■ Provided text ■
......

Clubbing suspect pleads not guilty
Civil-rights group alleges racism
A young Vallejo man who police say bludgeoned a neighbor to death with a baseball bat at a campus area apartment complex in early February pleaded not guilty to murder charges in an arraignment held at Butte County Superior Court Tuesday.
Reigh C. Ellis Jr., 21, of Vallejo, a Butte College student, appeared slightly nervous in court, biting his lower lip and speaking in a low, soft tone when addressing the judge. Ellis had previously entered an identical plea to assault charges in the case, before the alleged victim, Randal Clark, 20, also a Butte College student, died from head trauma.
Police say Ellis had been involved in an altercation earlier on the night of Clark’s death and may have erroneously believed that Clark was involved. In fact, police say, Clark was an innocent bystander who, in response to a commotion outside, had merely stepped from his apartment to see what was going on when he was confronted and attacked by Ellis.
Now, in a case already fraught with racial overtones (Ellis is black and Clark was white), a local civil-rights group is coming to Ellis’ defense. Willie J. Hyman, president of the Butte County Coalition for Human Rights, says the accused told him in a letter written from jail that he acted in self-defense after Clark called him a “nigger” and attacked him.
“They’re trying to skip race, but this is a race trial,” Hyman said, accusing the district attorney and police of ignoring potential witnesses because they are black.

......

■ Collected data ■
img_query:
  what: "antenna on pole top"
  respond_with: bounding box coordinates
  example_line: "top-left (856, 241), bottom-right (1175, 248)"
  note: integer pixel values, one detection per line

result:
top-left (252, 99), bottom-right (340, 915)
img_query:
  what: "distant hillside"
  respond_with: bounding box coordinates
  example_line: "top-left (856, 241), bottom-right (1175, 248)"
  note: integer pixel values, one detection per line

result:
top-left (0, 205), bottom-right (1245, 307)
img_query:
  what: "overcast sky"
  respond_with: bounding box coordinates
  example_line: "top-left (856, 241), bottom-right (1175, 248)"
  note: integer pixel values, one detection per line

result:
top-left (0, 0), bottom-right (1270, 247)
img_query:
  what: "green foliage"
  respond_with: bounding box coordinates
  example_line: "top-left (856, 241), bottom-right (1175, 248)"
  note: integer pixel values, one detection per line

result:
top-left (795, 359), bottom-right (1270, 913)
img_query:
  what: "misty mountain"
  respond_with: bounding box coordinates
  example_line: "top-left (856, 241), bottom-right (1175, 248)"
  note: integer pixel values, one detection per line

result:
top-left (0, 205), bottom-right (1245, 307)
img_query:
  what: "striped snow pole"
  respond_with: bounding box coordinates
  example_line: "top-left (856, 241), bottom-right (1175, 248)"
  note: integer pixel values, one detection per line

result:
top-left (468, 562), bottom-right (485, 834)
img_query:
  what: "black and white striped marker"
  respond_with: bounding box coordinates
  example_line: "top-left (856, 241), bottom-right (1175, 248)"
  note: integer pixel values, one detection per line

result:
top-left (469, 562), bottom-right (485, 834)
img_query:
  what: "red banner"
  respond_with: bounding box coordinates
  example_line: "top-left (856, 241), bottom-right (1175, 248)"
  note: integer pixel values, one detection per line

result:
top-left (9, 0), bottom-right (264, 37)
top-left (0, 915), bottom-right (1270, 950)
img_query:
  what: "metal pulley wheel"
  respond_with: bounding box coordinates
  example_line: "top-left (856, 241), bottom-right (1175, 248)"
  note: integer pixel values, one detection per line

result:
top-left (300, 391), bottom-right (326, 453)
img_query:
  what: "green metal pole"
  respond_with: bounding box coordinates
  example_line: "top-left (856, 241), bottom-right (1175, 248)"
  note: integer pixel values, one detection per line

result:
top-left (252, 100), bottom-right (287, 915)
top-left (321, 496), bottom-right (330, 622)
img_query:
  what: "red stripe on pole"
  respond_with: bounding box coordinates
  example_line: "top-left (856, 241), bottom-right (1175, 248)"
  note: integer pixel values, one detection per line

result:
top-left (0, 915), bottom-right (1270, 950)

......

■ Exercise prompt ■
Using the clubbing case article, decide whether each statement agrees with it. Answer yes or no and quote the words that decide it.
1. Ellis attends Butte College.
2. Ellis entered a guilty plea to the murder charges.
3. Clark was 20 years old.
The collected data has no connection to the news article about the clubbing case.

■ Written answer ■
1. Yes: "a Butte College student"
2. No: "pleaded not guilty to murder charges"
3. Yes: "Randal Clark, 20"